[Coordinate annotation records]
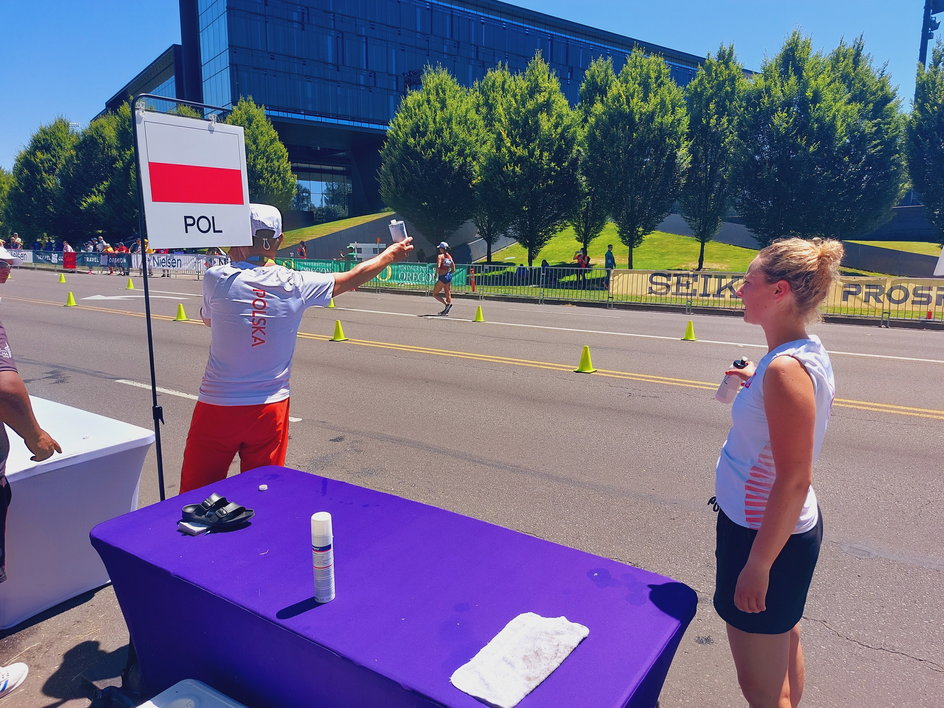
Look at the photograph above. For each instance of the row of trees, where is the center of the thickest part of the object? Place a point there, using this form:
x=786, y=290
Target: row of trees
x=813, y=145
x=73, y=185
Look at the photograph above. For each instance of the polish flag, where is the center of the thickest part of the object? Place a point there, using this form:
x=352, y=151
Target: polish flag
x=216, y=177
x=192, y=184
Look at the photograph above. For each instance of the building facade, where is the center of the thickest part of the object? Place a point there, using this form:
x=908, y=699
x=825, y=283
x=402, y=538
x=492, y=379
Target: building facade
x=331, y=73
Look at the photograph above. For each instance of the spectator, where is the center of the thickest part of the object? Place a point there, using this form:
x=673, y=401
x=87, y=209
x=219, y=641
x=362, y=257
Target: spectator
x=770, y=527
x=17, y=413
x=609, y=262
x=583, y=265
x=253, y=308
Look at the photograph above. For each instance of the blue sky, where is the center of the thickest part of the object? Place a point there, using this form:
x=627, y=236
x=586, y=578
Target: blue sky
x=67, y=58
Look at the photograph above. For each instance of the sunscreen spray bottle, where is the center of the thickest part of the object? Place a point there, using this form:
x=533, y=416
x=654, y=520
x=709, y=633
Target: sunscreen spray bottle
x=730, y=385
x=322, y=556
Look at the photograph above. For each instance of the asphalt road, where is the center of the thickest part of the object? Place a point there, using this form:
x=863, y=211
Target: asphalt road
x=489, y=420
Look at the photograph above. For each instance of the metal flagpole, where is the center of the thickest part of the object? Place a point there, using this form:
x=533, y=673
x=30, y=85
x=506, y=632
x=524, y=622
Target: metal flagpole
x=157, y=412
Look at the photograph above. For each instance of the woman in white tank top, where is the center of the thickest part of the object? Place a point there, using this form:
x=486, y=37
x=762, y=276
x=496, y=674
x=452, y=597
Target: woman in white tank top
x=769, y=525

=== What you have to do ===
Set out exactly the run of lines that begins at the line holding "Look at the photograph above. For each instance of the polish" and ends at the last line of the data.

=== Correct result ===
Look at the photograph above. For each instance of the polish flag, where is the center of the thickest part of the object? Place a point there, using this form:
x=352, y=151
Target: polish flag
x=216, y=177
x=192, y=184
Look at the photograph above. For each instance of the building facade, where is the center of the thickest part of the object? Place a point there, using this form:
x=908, y=699
x=825, y=283
x=402, y=538
x=492, y=379
Target: building facade
x=331, y=73
Look at the photograph above. For each instance of the spectator, where is the center of the thickest part of the object? Place a point there, using this form:
x=673, y=401
x=87, y=209
x=219, y=641
x=362, y=257
Target: spectator
x=770, y=527
x=17, y=413
x=609, y=262
x=583, y=265
x=253, y=308
Look at the photograph above. For each instance of the blue sky, where is the center of the thickest part of the object? Place a point there, using this form:
x=627, y=236
x=586, y=578
Target: blue sky
x=67, y=58
Look at the photograph above. For each instance of the sunscreen spray bottle, where is the center of the thickest part of the object? Place a point there, using this form:
x=533, y=416
x=654, y=520
x=709, y=633
Target: sunscreen spray bottle
x=730, y=385
x=322, y=556
Look at the photograph above. For each instance of the asphalt road, where is the center of the thickest part of the object? Place a point there, using this form:
x=863, y=211
Target: asphalt road
x=489, y=420
Look at the photograph above. For each instance of the metal flagpole, where is the center of the thickest part of the object? Place a point there, using this form:
x=533, y=673
x=30, y=85
x=506, y=632
x=524, y=622
Target: metal flagpole
x=157, y=412
Look at the photograph above. For each instance of the woman in white tank top, where is the center of the thickest part of the object? Place a point there, using this form:
x=486, y=37
x=762, y=276
x=496, y=674
x=452, y=597
Target: woman in white tank top
x=769, y=525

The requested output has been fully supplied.